▶ **Objectives**
A. According to the comment on precise Bayesianism, which normative criterion becomes intuitively less appealing when credences are unclear and non-robust?
B. Copy the comment on precise Bayesianism from "comment by Lukas" to "don't use EV.", swapping "moral theory A" for "moral theory C".

▶ **Text shown**
────────
Should you go with your best guess?: Against precise Bayesianism and related views
post by Anthony DiGiovanni (antimonyanthony) · 2025-01-27T20:25:26.809Z · LW · GW · 15 commentsContents
15 comments
15 comments
Comments sorted by top scores.
comment by Lukas Finnveden (Lanrian) · 2025-02-01T05:25:46.380Z · LW(p) · GW(p)
If I were to write the case for this in my own words, it might be something like:
- There are many different normative criteria we should give some weight to.
- One of them is "maximizing EV according to moral theory A".
- But maximizing EV is an intuitively less appealing normative criteria when (i) it's super unclear and non-robust what credences we ought to put on certain propositions, and (ii) the recommended decision is very different depending on what our exact credences on those propositions are.
- So in such cases, as a matter of ethics, you might have the intuition that you should give less weight to "maximize EV according to moral theory A" and more weight to e.g.:
- Deontic criteria that don't use EV.
- EV-maximizing according to moral theory B (where B's recommendations are less sensitive to the propositions that are difficult to put robust credences on).
- EV-maximizing within a more narrow "domain", ignoring the effects outside of that "domain". (Where the effects within that "domain" are less sensitive to the propositions that are difficult to put robust credences on).
────────
▶ **Provided data**
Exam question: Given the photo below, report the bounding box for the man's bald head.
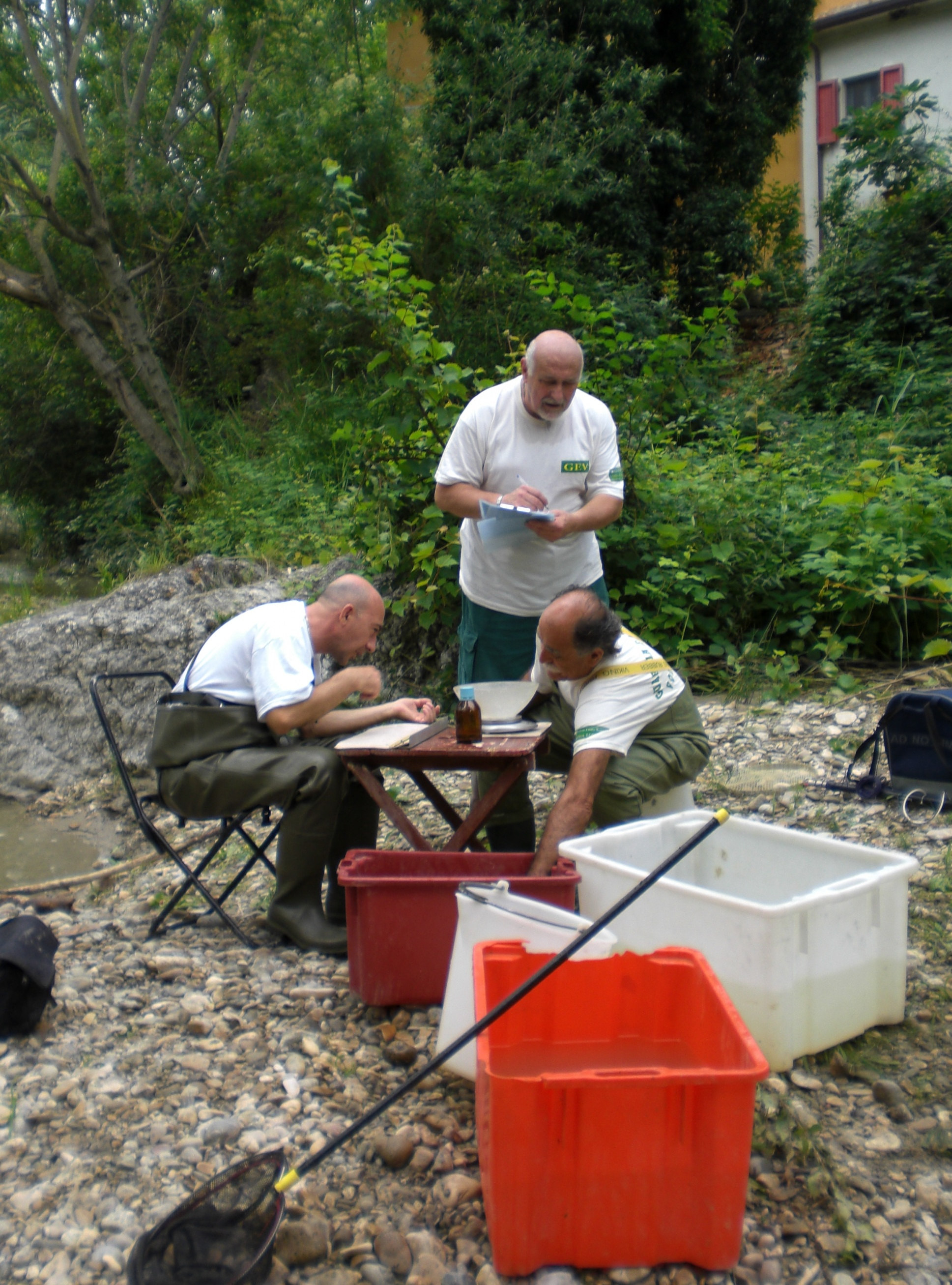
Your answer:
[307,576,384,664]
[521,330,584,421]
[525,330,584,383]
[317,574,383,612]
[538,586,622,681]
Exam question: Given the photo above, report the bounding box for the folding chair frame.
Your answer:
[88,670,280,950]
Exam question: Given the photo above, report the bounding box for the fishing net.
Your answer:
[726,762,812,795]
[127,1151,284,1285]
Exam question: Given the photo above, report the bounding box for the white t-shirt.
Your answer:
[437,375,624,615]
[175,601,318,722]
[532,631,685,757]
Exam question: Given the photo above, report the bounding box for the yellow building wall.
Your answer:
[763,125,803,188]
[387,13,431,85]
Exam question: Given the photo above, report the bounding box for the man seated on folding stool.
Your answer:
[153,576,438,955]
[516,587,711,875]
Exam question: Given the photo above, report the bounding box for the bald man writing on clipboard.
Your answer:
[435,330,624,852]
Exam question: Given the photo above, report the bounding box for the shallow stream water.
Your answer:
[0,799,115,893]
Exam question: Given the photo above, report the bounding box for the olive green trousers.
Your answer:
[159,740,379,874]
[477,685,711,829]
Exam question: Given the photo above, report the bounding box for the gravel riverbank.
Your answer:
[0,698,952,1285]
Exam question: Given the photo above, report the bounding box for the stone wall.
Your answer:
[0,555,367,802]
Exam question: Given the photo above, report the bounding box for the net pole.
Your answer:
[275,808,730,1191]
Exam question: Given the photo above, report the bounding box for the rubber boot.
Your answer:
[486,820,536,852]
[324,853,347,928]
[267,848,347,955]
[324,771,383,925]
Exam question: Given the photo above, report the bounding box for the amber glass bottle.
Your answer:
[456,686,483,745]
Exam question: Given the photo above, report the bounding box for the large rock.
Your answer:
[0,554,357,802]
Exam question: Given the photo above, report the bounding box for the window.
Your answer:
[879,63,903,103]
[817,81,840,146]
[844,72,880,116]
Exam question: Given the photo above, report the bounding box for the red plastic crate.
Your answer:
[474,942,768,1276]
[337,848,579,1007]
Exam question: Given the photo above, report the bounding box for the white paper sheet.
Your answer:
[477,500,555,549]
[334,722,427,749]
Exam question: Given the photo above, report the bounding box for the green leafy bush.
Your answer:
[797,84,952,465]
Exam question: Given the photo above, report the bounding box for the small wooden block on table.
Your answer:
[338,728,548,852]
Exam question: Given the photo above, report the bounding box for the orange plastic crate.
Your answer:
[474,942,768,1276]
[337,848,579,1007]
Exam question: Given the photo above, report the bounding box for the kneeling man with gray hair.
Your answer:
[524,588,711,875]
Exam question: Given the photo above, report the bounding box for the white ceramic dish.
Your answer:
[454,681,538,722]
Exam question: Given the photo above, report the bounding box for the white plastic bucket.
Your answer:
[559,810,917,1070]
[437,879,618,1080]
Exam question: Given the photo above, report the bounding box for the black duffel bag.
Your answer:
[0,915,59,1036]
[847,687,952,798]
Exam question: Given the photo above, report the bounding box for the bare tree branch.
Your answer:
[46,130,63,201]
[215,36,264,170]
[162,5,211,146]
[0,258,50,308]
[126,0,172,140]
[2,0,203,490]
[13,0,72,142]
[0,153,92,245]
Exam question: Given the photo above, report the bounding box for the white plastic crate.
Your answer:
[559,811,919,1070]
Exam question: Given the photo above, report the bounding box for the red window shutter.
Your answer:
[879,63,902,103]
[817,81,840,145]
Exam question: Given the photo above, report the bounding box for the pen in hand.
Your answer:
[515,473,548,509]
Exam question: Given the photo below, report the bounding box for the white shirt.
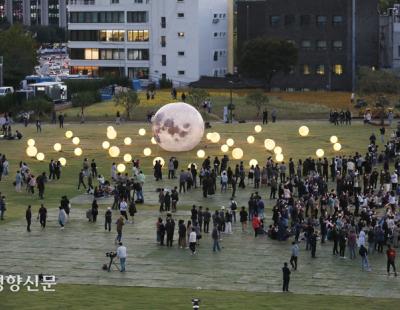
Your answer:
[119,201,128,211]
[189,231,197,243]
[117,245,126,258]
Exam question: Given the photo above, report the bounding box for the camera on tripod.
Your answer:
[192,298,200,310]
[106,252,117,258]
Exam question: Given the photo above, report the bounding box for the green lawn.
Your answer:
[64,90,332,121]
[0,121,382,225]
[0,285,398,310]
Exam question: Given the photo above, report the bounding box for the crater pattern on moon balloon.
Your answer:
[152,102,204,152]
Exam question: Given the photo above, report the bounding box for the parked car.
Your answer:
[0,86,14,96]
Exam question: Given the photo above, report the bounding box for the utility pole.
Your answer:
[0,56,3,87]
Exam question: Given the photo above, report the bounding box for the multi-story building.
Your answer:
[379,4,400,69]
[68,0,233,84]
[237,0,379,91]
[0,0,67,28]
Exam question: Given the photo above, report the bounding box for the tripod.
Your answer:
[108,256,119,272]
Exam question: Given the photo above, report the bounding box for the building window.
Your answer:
────────
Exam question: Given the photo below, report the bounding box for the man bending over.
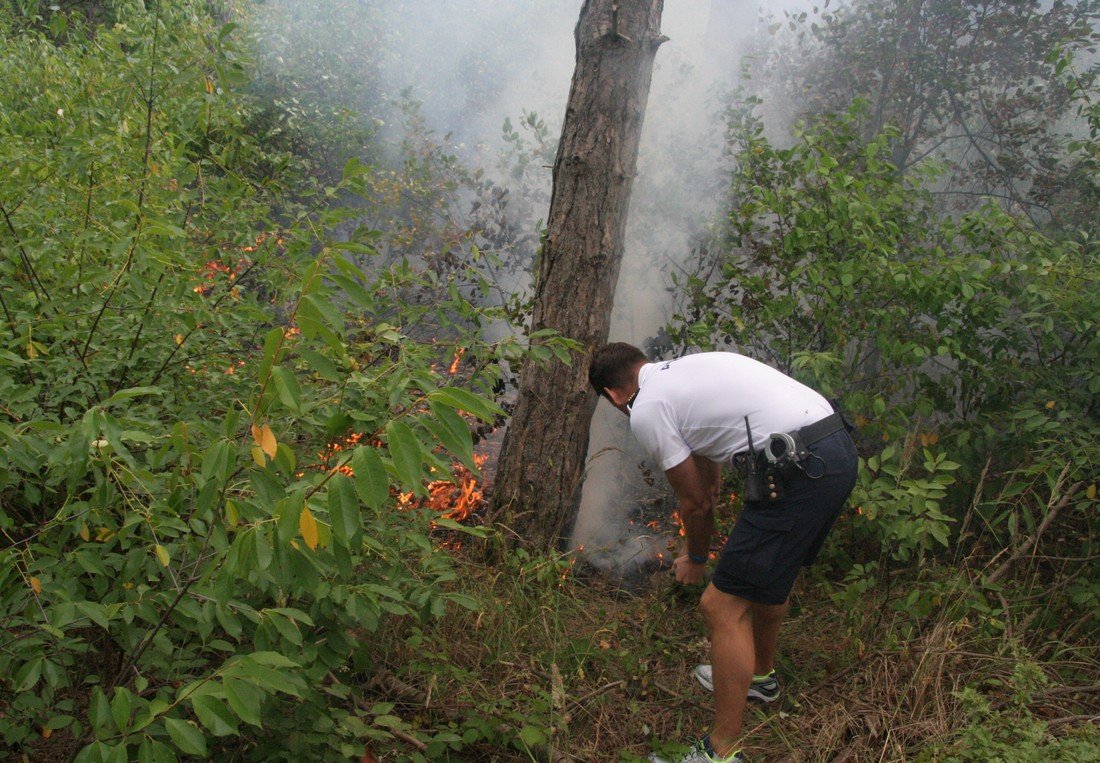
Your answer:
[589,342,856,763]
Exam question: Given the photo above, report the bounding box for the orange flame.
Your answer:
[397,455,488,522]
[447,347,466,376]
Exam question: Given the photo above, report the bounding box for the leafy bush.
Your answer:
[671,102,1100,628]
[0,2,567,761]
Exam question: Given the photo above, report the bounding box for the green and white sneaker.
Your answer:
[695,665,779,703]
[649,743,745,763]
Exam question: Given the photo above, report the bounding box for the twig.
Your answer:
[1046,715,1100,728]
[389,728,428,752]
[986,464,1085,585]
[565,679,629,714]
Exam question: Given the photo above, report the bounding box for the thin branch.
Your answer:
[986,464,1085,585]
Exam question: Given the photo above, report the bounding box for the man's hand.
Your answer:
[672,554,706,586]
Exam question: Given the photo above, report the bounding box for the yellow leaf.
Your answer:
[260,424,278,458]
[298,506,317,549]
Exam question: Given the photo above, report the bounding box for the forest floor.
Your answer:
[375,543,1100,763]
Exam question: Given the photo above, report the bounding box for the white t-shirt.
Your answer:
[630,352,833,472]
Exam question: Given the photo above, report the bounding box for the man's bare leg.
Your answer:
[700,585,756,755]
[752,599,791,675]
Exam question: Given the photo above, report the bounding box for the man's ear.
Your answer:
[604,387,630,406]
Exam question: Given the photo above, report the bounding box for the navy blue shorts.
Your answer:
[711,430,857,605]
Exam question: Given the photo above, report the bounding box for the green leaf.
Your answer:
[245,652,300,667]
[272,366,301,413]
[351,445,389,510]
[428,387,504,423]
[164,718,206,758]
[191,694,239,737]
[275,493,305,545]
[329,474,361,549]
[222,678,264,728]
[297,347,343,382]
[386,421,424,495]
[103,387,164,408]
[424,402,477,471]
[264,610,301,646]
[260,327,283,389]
────────
▶ **Solutions to the tasks**
A. Maximizing EV.

B.
comment by Lukas Finnveden (Lanrian) · 2025-02-01T05:25:46.380Z · LW(p) · GW(p)
If I were to write the case for this in my own words, it might be something like:
- There are many different normative criteria we should give some weight to.
- One of them is "maximizing EV according to moral theory C".
- But maximizing EV is an intuitively less appealing normative criteria when (i) it's super unclear and non-robust what credences we ought to put on certain propositions, and (ii) the recommended decision is very different depending on what our exact credences on those propositions are.
- So in such cases, as a matter of ethics, you might have the intuition that you should give less weight to "maximize EV according to moral theory C" and more weight to e.g.:
- Deontic criteria that don't use EV.